───── Source data
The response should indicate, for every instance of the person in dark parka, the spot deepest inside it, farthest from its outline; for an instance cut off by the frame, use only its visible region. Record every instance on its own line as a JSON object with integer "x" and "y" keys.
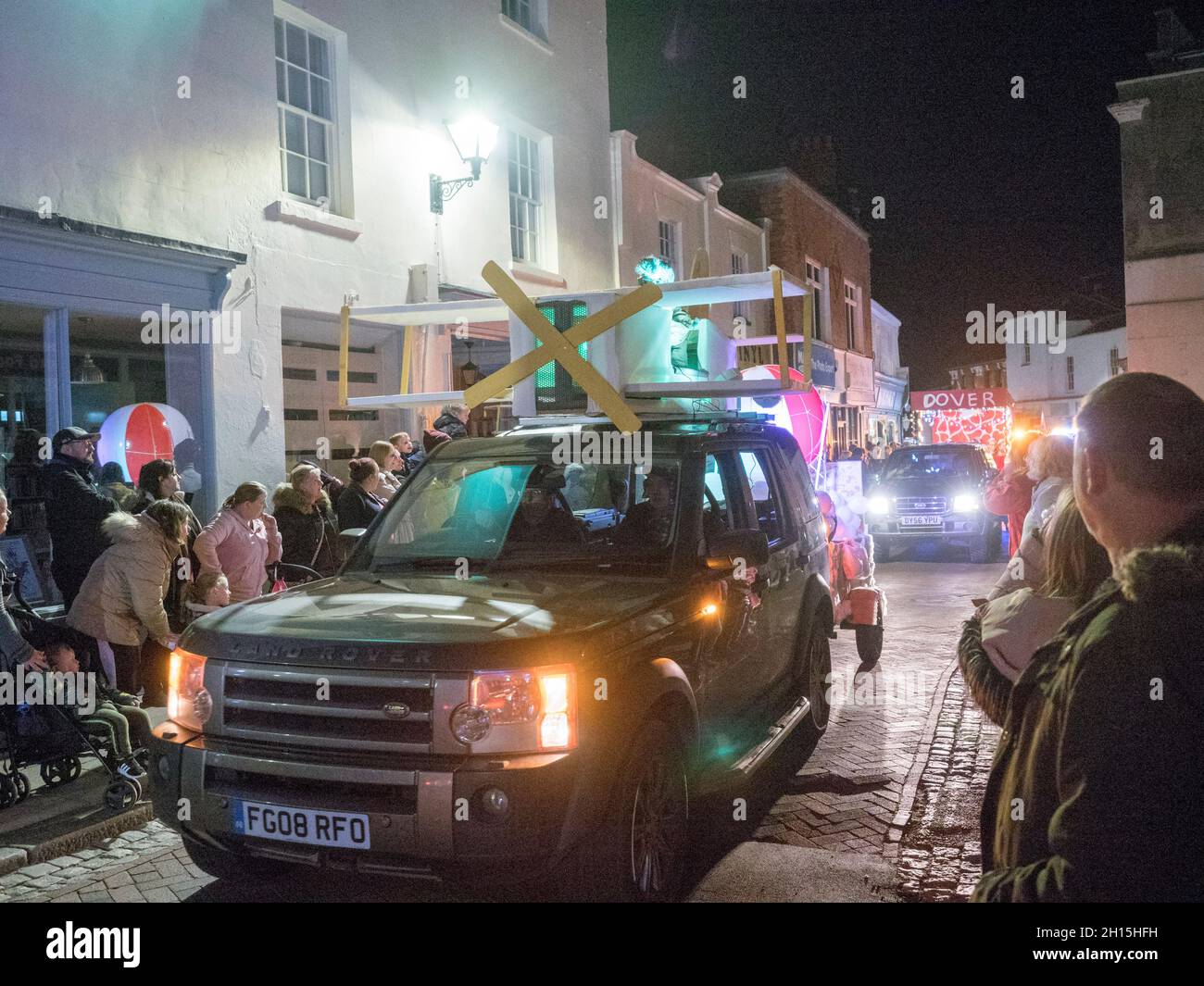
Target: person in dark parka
{"x": 1096, "y": 793}
{"x": 75, "y": 508}
{"x": 359, "y": 505}
{"x": 306, "y": 521}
──────────
Description of the task:
Output the full listing above exactly, excluding all pictures.

Task solution:
The response should indicate, for every instance of the person in dark parka, the spot deepest inside it, farthest from its outline; for an instance cut off by the frame, use only its visible region. Record every instance on its own line as a JSON object with integer "x" and "y" keys.
Target: person in dark parka
{"x": 1096, "y": 793}
{"x": 75, "y": 508}
{"x": 359, "y": 505}
{"x": 306, "y": 521}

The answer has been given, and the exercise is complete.